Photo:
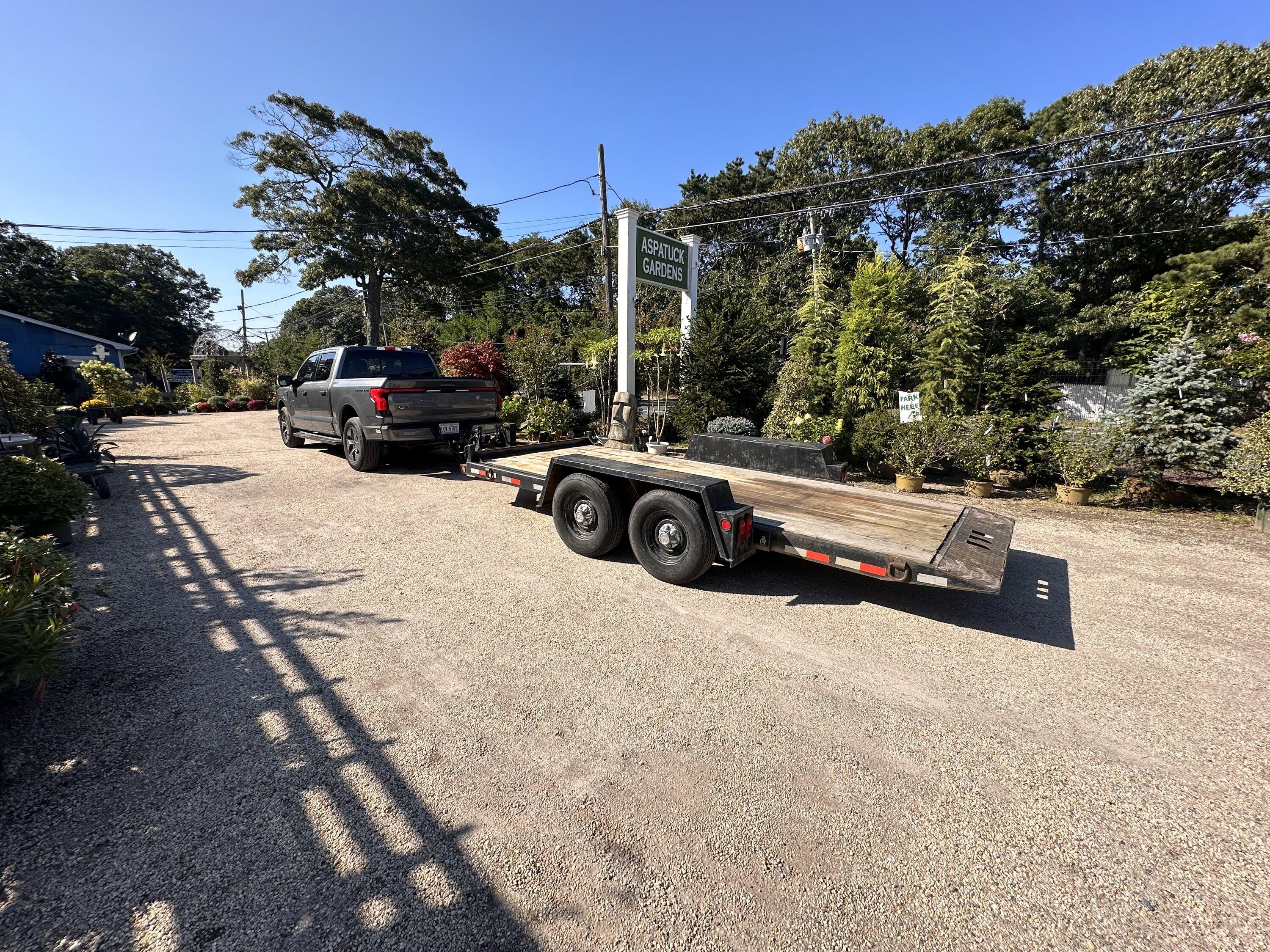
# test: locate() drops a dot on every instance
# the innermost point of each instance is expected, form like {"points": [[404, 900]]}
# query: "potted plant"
{"points": [[548, 418], [978, 443], [733, 427], [515, 412], [916, 447], [40, 495], [1081, 456], [1248, 469]]}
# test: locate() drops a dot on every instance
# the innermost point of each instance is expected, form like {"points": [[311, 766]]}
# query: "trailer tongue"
{"points": [[776, 501]]}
____________
# [Stated task]
Write out all of the records above word for word, leaving the pictures out of your answer.

# [Response to the task]
Photo:
# test: locate() drops a dot on every instance
# the innermost point of each instance is expected, form like {"points": [[404, 900]]}
# query: "potted plant"
{"points": [[548, 418], [978, 443], [733, 427], [515, 412], [916, 447], [40, 495], [1081, 456], [1248, 469]]}
# test: locate() drops a dot on every instance
# the innermost point of each instance is expected, form like {"points": [[311, 766]]}
# query: "trailer tongue"
{"points": [[776, 501]]}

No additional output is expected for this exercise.